EXERCISE DESCRIPTION:
Repeat exactly, and only, the lines from the one containing "Outline every hill." through the last line of the data below.

RECORDED DATA:
* * * *

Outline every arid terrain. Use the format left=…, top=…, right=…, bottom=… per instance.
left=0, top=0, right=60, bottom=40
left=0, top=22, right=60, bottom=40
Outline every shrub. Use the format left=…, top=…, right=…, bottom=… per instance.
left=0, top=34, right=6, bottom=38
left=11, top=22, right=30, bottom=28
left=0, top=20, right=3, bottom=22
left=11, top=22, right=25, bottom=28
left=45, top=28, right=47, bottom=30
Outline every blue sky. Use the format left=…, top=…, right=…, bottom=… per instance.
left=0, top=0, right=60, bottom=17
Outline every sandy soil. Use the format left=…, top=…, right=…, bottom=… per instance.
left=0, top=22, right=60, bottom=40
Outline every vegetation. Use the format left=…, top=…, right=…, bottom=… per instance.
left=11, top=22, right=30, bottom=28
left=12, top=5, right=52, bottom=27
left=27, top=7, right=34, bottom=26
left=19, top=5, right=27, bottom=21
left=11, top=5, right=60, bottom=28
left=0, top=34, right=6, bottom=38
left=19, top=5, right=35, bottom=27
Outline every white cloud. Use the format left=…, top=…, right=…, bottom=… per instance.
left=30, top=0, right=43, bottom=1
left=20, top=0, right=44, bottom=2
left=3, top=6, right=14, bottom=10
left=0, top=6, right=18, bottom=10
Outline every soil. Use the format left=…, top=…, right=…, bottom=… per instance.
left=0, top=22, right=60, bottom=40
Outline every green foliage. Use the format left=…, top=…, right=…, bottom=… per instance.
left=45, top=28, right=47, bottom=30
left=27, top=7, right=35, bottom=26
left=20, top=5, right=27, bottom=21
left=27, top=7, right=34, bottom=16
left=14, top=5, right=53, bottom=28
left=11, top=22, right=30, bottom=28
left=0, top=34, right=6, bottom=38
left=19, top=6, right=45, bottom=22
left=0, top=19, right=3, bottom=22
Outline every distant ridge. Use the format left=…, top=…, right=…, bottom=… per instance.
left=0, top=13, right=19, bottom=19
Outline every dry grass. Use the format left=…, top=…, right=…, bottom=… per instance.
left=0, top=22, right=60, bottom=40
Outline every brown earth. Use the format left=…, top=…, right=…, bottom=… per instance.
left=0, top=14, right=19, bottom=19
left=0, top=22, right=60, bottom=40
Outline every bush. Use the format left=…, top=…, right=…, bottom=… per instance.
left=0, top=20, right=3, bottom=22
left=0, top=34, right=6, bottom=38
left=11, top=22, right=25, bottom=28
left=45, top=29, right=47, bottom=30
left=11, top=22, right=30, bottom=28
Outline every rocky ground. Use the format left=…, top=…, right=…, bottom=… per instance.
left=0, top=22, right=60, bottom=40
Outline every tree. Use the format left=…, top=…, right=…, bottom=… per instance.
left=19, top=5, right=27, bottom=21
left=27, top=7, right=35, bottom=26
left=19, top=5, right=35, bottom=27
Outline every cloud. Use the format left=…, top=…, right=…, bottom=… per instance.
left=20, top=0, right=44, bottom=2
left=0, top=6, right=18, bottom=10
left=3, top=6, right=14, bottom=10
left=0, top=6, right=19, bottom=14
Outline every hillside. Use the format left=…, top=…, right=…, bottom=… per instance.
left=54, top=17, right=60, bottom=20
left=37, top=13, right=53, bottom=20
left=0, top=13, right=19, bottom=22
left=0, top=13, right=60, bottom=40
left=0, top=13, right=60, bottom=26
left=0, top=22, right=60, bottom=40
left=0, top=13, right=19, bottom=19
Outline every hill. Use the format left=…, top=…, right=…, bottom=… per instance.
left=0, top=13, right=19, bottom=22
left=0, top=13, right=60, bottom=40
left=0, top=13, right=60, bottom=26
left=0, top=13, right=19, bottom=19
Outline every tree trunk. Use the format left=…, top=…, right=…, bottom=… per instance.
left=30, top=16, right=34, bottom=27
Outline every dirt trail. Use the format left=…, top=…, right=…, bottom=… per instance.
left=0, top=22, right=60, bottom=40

* * * *

SOLUTION TO THE EXERCISE:
Outline every hill. Use the format left=…, top=…, right=…, bottom=… per instance.
left=0, top=13, right=19, bottom=22
left=0, top=13, right=60, bottom=40
left=0, top=13, right=60, bottom=26
left=0, top=13, right=19, bottom=19
Outline every tree trunk. Use the format left=…, top=…, right=…, bottom=… per instance.
left=30, top=16, right=34, bottom=27
Outline every dirt trail. Use the format left=…, top=…, right=…, bottom=… per instance.
left=0, top=22, right=60, bottom=40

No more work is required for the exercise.